● Given passage:
———

# Nikon 80-200 F2.8: Do I need a filter for protection?



## anubis404 (Mar 7, 2009)

I just bought the Nikon 80-200 F2.8 AF-D mrgreen::mrgreen::mrgreen::mrgreen, however I have not purchased any kind of protection for it. I am planning on buying the hood, however I'm debating if I should invest in a good UV filter. From what I have heard, Canon's L glass's front element is purely protective, and damage can be repaired for ~$100. Is this true with the 80-200? Or will the repair cost be much more significant should something unfortunate happen to the front element?


----------



## CW Jones (Mar 7, 2009)

All my lenses have just clear ones on the front to protect them... its easier to replace a $20 filter than a $200+ lens...


----------



## TUX424 (Mar 7, 2009)

i just use the hood and call it good im not about to put a $20 junky filter that is going to downgrade my image quality. Thats just me.
Maybe if you invest is high quality filter the effect on IQ will be lighter.


----------



## anubis404 (Mar 7, 2009)

There is no way in hell I'd put a $20 filter in front of a $700+ lens. I just want to know if a filter is worth spending $70-100 on when the repair costs would be the same.


----------



## zemlin (Mar 7, 2009)

Just the hood for me.  I put a bit of gaff tape around the rim and on the bottom of the hood to minimize the chances of scratching it.  It's a great lens.  Not perfect, but it has a lot of strengths.  It's certainly helped me get a lot of nice shots.  I got mine back in October and I'm really looking forward to getting out in the warmer weather with this thing.


----------



## Montana (Mar 8, 2009)

Just hoods for me too.  Only filters I use are Circular polarizers.  Only time I mount a protective filter is around water spray and heavy dust.  Otherwise, no way in hell I'd mount another piece of glass on fine optics.


----------



## dhilberg (Mar 8, 2009)

Yea same here, I just use my hood for my lenses, including my Nikkor 80-200.


----------



## Overread (Mar 8, 2009)

———

● Records provided:

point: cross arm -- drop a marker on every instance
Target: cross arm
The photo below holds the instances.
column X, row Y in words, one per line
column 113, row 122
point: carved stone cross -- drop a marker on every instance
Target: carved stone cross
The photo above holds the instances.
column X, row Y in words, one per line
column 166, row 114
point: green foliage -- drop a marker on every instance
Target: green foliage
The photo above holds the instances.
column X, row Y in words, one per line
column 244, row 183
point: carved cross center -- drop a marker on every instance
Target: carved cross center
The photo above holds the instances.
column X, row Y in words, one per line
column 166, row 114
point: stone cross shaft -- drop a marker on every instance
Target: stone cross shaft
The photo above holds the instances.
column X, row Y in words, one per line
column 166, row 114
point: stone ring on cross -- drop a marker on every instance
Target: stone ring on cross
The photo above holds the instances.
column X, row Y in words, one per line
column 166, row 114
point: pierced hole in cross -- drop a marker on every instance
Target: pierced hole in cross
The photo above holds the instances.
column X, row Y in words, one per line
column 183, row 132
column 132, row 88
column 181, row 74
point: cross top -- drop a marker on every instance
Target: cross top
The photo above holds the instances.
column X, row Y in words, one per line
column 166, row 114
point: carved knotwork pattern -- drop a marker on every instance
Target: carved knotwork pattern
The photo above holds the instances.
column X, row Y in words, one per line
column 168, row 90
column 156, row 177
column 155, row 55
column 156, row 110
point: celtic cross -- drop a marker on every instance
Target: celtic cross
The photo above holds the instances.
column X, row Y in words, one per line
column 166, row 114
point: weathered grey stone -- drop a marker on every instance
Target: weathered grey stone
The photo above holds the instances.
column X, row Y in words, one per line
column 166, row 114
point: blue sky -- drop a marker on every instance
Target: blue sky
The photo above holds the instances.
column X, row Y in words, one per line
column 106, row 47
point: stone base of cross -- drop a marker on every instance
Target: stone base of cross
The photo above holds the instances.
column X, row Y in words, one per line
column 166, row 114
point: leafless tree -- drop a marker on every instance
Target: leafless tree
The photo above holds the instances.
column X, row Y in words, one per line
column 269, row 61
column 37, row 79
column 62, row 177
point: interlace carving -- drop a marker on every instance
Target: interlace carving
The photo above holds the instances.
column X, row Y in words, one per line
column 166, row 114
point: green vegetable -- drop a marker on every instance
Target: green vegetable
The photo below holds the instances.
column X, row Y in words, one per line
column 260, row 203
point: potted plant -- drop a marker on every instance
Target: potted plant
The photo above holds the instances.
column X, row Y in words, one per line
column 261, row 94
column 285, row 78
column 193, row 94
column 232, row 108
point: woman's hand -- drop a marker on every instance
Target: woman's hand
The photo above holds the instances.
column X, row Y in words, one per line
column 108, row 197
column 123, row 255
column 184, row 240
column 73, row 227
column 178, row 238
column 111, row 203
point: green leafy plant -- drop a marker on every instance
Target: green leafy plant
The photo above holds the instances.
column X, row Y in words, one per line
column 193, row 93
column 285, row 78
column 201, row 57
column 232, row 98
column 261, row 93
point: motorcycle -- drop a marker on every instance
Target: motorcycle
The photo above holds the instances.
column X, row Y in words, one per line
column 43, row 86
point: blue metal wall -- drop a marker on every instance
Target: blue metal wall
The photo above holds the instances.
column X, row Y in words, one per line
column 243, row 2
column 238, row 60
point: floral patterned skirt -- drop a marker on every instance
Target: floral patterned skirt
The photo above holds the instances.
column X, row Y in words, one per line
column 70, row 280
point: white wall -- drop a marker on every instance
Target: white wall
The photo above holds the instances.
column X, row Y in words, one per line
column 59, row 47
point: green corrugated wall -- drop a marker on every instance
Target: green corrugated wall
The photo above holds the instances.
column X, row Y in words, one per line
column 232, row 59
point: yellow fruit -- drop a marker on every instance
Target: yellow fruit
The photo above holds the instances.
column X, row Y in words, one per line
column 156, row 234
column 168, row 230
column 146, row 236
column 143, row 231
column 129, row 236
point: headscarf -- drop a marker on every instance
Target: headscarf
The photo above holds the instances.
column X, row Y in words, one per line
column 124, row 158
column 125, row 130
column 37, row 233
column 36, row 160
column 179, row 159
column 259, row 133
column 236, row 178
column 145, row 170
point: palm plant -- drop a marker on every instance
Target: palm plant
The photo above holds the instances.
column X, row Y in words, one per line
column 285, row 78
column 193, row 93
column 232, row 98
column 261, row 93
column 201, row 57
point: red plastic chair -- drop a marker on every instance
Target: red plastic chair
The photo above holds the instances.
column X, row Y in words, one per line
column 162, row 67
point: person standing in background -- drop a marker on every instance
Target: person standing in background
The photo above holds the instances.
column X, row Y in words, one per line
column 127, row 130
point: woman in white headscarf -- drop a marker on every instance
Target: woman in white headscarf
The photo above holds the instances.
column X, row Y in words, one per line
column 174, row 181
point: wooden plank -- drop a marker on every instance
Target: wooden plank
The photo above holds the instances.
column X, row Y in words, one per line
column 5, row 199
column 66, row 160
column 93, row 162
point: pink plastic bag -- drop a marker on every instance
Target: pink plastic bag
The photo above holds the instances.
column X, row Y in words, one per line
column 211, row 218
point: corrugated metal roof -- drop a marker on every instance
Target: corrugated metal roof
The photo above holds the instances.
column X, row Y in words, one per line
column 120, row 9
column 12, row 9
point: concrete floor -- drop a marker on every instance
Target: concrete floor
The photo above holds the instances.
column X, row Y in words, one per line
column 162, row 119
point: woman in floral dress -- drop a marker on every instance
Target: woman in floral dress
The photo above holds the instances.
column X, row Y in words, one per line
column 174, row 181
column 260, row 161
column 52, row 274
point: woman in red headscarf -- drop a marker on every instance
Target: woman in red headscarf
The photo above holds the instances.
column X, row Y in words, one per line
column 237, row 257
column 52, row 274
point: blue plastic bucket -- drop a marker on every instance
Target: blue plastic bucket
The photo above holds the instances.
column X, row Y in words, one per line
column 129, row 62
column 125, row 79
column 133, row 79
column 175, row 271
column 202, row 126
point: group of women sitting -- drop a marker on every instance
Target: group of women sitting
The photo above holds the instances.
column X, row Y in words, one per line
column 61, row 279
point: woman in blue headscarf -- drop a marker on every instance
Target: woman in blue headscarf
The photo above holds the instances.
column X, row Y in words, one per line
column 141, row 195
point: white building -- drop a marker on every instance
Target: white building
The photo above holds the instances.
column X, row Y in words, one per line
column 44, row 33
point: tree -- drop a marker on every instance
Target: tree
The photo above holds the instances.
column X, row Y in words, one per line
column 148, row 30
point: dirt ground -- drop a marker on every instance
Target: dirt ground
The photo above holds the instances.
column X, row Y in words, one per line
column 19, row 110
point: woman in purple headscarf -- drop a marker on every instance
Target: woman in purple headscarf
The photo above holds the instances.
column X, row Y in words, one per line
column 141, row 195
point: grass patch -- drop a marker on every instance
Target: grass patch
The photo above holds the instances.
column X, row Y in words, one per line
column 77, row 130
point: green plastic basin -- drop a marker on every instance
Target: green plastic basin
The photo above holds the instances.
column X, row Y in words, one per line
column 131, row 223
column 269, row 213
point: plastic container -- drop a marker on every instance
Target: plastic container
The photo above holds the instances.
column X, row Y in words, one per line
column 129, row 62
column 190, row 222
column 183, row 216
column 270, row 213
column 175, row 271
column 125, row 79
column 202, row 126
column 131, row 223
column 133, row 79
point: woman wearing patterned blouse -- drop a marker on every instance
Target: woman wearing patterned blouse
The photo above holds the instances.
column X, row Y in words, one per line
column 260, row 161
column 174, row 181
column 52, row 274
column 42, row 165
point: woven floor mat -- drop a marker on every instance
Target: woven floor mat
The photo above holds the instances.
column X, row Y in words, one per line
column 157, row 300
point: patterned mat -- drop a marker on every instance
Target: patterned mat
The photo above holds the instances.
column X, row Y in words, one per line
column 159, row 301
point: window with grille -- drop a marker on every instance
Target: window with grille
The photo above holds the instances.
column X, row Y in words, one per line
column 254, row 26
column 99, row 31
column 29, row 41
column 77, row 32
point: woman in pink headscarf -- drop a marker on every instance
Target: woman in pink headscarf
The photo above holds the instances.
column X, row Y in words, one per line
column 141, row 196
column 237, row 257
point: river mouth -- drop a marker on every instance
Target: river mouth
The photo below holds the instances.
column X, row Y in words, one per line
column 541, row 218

———

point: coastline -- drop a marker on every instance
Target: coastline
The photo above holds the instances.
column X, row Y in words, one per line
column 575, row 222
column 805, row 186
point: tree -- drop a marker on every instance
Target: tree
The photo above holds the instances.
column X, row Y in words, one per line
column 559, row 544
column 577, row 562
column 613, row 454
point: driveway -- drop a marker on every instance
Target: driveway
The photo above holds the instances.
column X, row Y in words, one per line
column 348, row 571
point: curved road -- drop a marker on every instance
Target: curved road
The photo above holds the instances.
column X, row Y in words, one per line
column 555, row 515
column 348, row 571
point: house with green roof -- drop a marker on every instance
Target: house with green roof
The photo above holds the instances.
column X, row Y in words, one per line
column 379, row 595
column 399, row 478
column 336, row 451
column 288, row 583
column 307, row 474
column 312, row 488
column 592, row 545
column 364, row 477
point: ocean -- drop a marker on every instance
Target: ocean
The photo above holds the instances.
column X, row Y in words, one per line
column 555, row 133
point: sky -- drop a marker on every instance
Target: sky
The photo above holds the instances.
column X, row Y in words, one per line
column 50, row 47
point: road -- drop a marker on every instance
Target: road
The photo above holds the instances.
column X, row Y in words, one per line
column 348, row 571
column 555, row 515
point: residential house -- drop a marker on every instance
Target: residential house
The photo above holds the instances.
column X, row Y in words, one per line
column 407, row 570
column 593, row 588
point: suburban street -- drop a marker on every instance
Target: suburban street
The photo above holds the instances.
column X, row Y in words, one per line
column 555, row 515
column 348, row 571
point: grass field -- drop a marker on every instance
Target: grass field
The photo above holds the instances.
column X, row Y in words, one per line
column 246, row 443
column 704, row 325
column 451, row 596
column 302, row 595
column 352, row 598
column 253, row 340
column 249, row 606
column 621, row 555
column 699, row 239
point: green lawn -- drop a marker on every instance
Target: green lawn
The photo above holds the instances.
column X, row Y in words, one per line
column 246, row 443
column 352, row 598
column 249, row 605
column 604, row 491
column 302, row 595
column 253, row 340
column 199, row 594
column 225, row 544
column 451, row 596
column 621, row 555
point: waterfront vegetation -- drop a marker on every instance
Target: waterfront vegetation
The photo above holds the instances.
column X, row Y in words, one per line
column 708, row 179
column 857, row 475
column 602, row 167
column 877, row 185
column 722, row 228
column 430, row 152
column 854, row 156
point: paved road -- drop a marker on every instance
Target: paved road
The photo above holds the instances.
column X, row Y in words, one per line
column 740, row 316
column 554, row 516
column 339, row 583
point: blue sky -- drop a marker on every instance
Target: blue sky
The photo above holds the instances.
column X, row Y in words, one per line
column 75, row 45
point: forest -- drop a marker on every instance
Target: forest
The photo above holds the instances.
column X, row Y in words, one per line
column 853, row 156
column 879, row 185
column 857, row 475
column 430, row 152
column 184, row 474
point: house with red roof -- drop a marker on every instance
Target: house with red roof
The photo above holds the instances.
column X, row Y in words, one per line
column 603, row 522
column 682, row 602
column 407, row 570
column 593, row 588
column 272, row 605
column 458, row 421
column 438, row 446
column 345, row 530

———

● Problem set:
[a] In the forum thread on protecting the Nikon 80-200 F2.8, what does zemlin put around the rim and on the bottom of the hood?
[b] Reproduce the passage of the forum thread beginning at "Just hoods for" up to and including "my Nikkor 80-200.".

● Full solutions:
[a] A bit of gaff tape.

[b]
Just hoods for me too.  Only filters I use are Circular polarizers.  Only time I mount a protective filter is around water spray and heavy dust.  Otherwise, no way in hell I'd mount another piece of glass on fine optics.


----------



## dhilberg (Mar 8, 2009)

Yea same here, I just use my hood for my lenses, including my Nikkor 80-200.